EXERCISE: Reproduce word for word the part of the carboy-cleaning thread below that opens with the words "I've Always used" and closes with "in the past.".

SELECTED TEXT:
# Products for carboy deep clean & brush rust removal



## Ajmassa (Nov 3, 2017)

I picked up a few old carboys and BB's off craigslist and gave em a quick rinse and scrub. (One seems to be 7.5 gal too) But they need a deep heavy clean. 
I've Always used carboy brushes or a homemade drill-mount cleaner (like the one with the blue flaps). My typical routine for dirty carboys has been:
Rinse and blast with garden hose
Shaking around some Piping hot water
OneStep with brush or drilling
K-meta
... but something more is needed here.
I figured 2+ days soak in oxyclean would get the job done. But if anyone knows of a better system I'm all ears. 
And while I'm at it, I've got multiple carboy brushes that have rusted. Any suggested product to soak and remove rust? There's lots of home remedies for rust so I'm just curious who's had success with what. I've used wd40 for rust in the past.


----------



## fivebk (Nov 3, 2017)

There is A product called CLR (calcium lime rust remover). Use it, then wash with hot soapy water and rinse several times.

BOB


----------



## sour_grapes (Nov 3, 2017)

I am a big fan of PBW (Powdered Brewery Wash).


----------



## Ajmassa (Nov 3, 2017)

CLR is sold all over I see. I'll give that a shot. Thanks.

I've got PBW, easy clean, and one step. But the carboys have some stains in the glass sitting open for 5 yrs in a garage. I don't think it's mold, but tough to get to. Still can't upload pics. 
I found this thread https://www.winemakingtalk.com/threads/very-dirty-carboys.51388/#post-582513. 
And it's agreed in that thread (by you too Paul) that an oxyclean soak in warm water for a couple days is the way to go.


----------



## Johnd (Nov 3, 2017)

For me, regardless of which cleaner is used, the rubber meets the road with some good old fashioned elbow grease, gotta get in there and exert some cleaning pressure on the interior of the carboy. My tool of choice for the last several years has been the drill mounted cleaner, which puts a lot of contact cleaning on the inside, more than I could ever do with a brush. With hot water and some B-Brite in there, it does great on my carboys.

SUPPLIED MATERIAL:
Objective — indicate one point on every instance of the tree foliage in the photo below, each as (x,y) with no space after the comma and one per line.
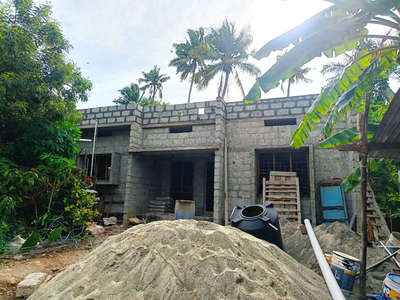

THE RESULT:
I've Always used carboy brushes or a homemade drill-mount cleaner (like the one with the blue flaps). My typical routine for dirty carboys has been:
Rinse and blast with garden hose
Shaking around some Piping hot water
OneStep with brush or drilling
K-meta
... but something more is needed here.
I figured 2+ days soak in oxyclean would get the job done. But if anyone knows of a better system I'm all ears. 
And while I'm at it, I've got multiple carboy brushes that have rusted. Any suggested product to soak and remove rust? There's lots of home remedies for rust so I'm just curious who's had success with what. I've used wd40 for rust in the past.